◆ **Page extract**:

Random graph generation

The generation of connected random graphs is non-trivial and important to many applications. In general, given $n, m \in \mathbb{N}$, it is not difficult to sample a random graph from the space of all graphs of $n$ vertices, $m$ edges. The problem becomes more difficult when we require $(a)$ that the randomly generated be connected and, if possible, $(b)$ that any possible such graph has the same probability of being generated (i.e. that we sample the connected graphs with uniformity).

This entry contains two algorithms for sampling random connected graphs. Both algorithms are of reasonable complexity, as a formal analysis as well as practical benchmarking will show. Only one of them, however, samples graphs with uniformity, at the expense of some extra computational expense.

Randomly generated graphs

Bottom-up approach

The bottom-up approach consists in generating a random spanning tree and constructing a random graph from it by adding edges. The advantage of this approach is that, once a spanning tree is generated, edge-adition is guaranteed to preserve the connectivity invariant.

Before proceeding, let us give a few definitions.

We use $\mathcal{T}_n$ to denote the set of all trees of $n$ vertices, $\mathcal{G}_n$ the set of all graphs with $n$ vertices, and $\mathcal{G}_{n, m}$ the set of all graphs with $n$ vertices and $m$ edges. We shall assume the vertices of these graphs are labeled $1, \ldots, n$.

◆ **Goals**:
1 – Decide whether each statement agrees with the random graph generation text, answering yes or no and quoting the words of the text that settle it.
(a) Both algorithms in the entry sample connected graphs with uniformity.
(b) In the bottom-up approach, adding edges to a spanning tree keeps the graph connected.
(c) Sampling a random graph with a given number of vertices and edges, with no further requirements, is described as hard.
2 – According to the random graph generation text, what does the bottom-up approach generate first, before adding edges?

◆ **Dataset content**:
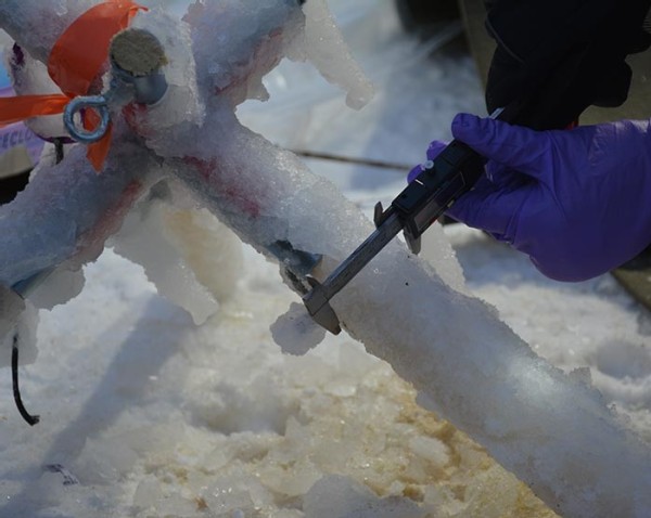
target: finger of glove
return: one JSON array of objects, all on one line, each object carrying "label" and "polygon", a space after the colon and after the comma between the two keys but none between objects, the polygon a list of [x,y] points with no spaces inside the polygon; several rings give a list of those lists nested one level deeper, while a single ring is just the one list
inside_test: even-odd
[{"label": "finger of glove", "polygon": [[[441,142],[438,140],[433,141],[427,147],[427,160],[434,160],[441,154],[441,152],[445,150],[446,145],[447,144],[445,142]],[[407,181],[411,183],[416,179],[416,177],[423,172],[426,166],[426,164],[420,164],[412,168],[407,174]]]},{"label": "finger of glove", "polygon": [[488,179],[481,179],[475,189],[457,199],[446,215],[502,238],[514,217],[514,203],[509,199],[512,196],[516,193],[505,193]]},{"label": "finger of glove", "polygon": [[452,134],[480,155],[508,168],[537,179],[546,173],[540,158],[549,151],[549,140],[544,132],[459,114],[452,120]]}]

◆ **Solutions to the tasks**:
1 –
(a) No: "Only one of them, however, samples graphs with uniformity"
(b) Yes: "edge-adition is guaranteed to preserve the connectivity invariant"
(c) No: "it is not difficult to sample a random graph"

2 – A random spanning tree.